> **Data supplied**:
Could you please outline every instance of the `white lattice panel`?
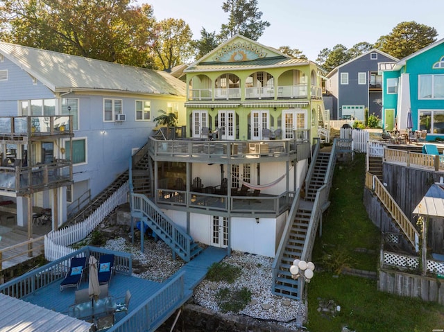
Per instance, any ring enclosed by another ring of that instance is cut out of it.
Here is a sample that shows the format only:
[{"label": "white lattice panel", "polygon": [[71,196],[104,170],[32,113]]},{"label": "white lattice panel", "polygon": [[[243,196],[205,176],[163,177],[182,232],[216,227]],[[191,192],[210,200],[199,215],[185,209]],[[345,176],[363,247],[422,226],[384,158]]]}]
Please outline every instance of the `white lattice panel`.
[{"label": "white lattice panel", "polygon": [[419,266],[419,259],[418,257],[384,252],[384,263],[394,266],[402,266],[403,268],[416,269]]},{"label": "white lattice panel", "polygon": [[444,263],[436,261],[427,261],[427,272],[431,273],[444,274]]}]

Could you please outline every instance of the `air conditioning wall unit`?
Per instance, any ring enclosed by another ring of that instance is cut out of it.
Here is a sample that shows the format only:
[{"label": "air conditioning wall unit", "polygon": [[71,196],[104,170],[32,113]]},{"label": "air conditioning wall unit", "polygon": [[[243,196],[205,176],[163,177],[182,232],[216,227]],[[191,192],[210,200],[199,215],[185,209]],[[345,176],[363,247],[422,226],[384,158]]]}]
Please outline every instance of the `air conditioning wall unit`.
[{"label": "air conditioning wall unit", "polygon": [[126,114],[122,114],[119,113],[118,114],[115,114],[115,121],[126,121]]}]

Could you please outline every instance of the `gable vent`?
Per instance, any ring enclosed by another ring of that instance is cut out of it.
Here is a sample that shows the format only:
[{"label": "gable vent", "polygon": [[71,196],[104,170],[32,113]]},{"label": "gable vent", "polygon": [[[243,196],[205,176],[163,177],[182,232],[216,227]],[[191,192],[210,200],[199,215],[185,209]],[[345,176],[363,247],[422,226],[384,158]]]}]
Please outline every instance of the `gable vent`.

> **What is required**:
Please rewrite the listing above with each "outline" changed to "trace" and everything else left as it is, omitting the pictures.

> **The result**:
Could you please trace every instance of the `white lattice panel`?
Per instance, any ring enclosed by another ring of that instance is cut out of it.
Here is a sample that shows the format only:
[{"label": "white lattice panel", "polygon": [[71,196],[104,170],[32,113]]},{"label": "white lattice panel", "polygon": [[[243,196],[205,176],[163,177],[182,232],[216,227]],[[191,192],[210,200],[199,215],[185,209]],[[345,176],[363,247],[422,226],[384,158]]]}]
Please trace every instance of the `white lattice panel`.
[{"label": "white lattice panel", "polygon": [[419,266],[419,259],[418,257],[384,252],[384,263],[394,266],[402,266],[403,268],[416,269]]},{"label": "white lattice panel", "polygon": [[444,263],[436,261],[427,261],[427,272],[431,273],[444,274]]}]

Could you please trace every instance of the `air conditioning wall unit`?
Per instance, any ring enclosed by another ring of that instance is cut out of it.
Here is a sample that shows the format only:
[{"label": "air conditioning wall unit", "polygon": [[71,196],[104,170],[32,113]]},{"label": "air conditioning wall unit", "polygon": [[[243,196],[205,176],[163,177],[182,232],[216,227]],[[191,192],[210,200],[199,215],[185,209]],[[345,176],[363,247],[422,226],[384,158]]]}]
Please trace every instance of the `air conditioning wall unit`.
[{"label": "air conditioning wall unit", "polygon": [[126,114],[122,114],[119,113],[118,114],[115,114],[115,121],[126,121]]}]

Could you please trace every instance of the `gable vent`?
Per instance, any ring enclosed by another ring of that instance is cut out of it.
Here is a sample that shows the format only:
[{"label": "gable vent", "polygon": [[71,196],[104,170],[32,113]]},{"label": "gable vent", "polygon": [[[243,196],[205,176],[163,177],[182,232],[216,227]],[[191,192],[210,200],[199,215],[185,209]],[[345,176],[363,247],[422,226],[384,158]]]}]
Please trace every instance of the `gable vent`.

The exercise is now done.